(Task to complete) Show every line from the entries that follow which holds the word "wristwatch".

Referring expression pointing data:

· · · ·

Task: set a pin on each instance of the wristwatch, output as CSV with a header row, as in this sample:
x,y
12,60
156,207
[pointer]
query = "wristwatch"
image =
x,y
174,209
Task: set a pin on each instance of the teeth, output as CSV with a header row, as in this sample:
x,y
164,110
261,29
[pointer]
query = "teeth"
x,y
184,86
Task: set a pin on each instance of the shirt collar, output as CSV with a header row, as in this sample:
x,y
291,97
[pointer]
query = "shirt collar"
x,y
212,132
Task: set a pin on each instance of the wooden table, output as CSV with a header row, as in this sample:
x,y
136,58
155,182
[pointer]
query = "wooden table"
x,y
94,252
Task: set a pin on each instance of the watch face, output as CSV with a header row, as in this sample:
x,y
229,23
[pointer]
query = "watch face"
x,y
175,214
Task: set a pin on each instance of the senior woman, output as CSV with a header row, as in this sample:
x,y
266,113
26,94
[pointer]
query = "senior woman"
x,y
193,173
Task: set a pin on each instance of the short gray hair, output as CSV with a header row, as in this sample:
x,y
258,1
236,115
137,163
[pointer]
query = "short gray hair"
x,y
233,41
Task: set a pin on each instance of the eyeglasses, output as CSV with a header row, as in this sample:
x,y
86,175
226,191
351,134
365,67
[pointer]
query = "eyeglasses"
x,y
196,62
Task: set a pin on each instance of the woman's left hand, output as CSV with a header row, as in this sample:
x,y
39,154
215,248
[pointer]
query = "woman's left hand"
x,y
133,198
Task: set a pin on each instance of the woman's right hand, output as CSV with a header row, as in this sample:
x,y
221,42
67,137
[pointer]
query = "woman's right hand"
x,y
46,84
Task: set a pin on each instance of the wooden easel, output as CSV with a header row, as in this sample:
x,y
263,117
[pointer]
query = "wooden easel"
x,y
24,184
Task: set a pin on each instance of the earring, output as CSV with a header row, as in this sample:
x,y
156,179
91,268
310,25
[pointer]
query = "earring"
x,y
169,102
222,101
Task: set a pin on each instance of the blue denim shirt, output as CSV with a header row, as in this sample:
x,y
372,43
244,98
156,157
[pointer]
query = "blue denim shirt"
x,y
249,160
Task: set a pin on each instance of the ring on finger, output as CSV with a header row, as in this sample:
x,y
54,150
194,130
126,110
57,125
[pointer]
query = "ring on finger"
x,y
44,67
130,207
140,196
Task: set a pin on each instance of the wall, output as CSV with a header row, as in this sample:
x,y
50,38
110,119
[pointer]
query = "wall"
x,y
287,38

· · · ·

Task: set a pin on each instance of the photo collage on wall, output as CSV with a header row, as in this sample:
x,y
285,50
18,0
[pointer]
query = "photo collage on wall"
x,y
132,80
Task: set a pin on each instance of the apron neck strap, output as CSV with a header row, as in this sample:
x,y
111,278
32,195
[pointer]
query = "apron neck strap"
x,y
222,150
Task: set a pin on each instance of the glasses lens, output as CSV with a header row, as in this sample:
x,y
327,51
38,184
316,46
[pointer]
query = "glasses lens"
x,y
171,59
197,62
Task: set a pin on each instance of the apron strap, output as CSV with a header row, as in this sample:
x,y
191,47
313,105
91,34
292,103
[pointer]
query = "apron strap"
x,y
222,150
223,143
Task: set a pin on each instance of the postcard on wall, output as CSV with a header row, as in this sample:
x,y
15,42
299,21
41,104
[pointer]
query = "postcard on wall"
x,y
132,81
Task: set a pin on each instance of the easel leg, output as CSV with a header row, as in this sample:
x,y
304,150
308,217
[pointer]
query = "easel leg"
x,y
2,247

· · · ·

(Finished task)
Task: set a pin on each instance of the wristwatch, output as CSV with a header row, as in this sample:
query = "wristwatch"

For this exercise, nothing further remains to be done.